Exercise details >> Report every line of the records that contains the word "painted", copying each one in full.

Data supplied >>
***

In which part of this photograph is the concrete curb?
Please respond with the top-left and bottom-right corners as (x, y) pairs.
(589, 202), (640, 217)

***

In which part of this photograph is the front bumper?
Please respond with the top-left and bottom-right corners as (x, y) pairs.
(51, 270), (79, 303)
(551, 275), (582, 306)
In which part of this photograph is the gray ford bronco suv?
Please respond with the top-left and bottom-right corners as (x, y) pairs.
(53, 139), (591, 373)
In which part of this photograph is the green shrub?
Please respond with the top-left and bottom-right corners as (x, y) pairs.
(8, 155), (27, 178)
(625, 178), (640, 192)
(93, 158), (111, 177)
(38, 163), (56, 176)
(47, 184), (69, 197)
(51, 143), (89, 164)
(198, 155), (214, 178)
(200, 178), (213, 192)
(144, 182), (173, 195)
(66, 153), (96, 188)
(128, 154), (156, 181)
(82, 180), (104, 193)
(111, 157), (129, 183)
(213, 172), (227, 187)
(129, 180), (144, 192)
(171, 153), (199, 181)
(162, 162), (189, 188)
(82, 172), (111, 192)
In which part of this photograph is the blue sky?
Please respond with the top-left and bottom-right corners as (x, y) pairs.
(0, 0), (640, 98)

***

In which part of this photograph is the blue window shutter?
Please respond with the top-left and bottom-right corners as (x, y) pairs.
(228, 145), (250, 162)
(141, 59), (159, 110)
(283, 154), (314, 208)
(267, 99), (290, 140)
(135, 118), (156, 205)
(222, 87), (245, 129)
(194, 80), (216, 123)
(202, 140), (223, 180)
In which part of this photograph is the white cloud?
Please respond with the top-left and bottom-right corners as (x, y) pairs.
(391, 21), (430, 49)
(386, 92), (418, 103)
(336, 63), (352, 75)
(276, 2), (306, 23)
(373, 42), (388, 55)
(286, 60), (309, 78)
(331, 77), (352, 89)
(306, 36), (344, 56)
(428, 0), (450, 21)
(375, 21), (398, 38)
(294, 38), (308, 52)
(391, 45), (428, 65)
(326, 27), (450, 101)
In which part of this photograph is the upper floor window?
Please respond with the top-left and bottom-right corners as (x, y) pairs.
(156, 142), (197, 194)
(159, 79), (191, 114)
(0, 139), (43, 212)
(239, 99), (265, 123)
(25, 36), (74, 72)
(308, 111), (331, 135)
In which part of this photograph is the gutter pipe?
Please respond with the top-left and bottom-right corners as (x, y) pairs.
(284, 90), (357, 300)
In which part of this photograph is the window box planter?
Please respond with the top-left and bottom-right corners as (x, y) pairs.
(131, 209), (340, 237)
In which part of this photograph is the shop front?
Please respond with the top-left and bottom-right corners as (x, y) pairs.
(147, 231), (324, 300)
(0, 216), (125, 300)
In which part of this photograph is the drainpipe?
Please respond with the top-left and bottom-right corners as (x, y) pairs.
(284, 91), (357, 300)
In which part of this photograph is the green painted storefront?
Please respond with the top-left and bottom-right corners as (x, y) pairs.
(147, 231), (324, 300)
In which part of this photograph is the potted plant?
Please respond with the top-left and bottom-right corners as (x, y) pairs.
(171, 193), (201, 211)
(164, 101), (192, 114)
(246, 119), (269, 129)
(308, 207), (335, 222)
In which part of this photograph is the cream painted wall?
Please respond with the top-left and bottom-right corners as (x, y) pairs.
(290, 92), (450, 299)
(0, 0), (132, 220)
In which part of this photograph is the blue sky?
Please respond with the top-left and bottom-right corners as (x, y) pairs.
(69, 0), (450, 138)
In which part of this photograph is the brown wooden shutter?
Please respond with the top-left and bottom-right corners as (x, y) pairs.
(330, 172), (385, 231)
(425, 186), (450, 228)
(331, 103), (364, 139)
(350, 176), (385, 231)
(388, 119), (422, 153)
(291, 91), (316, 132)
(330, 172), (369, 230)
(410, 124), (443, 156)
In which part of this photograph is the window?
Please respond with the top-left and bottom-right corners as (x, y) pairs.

***

Correct output >>
In which part of this photograph is the green painted storefront?
In which part of this photograph is the cream painted wall?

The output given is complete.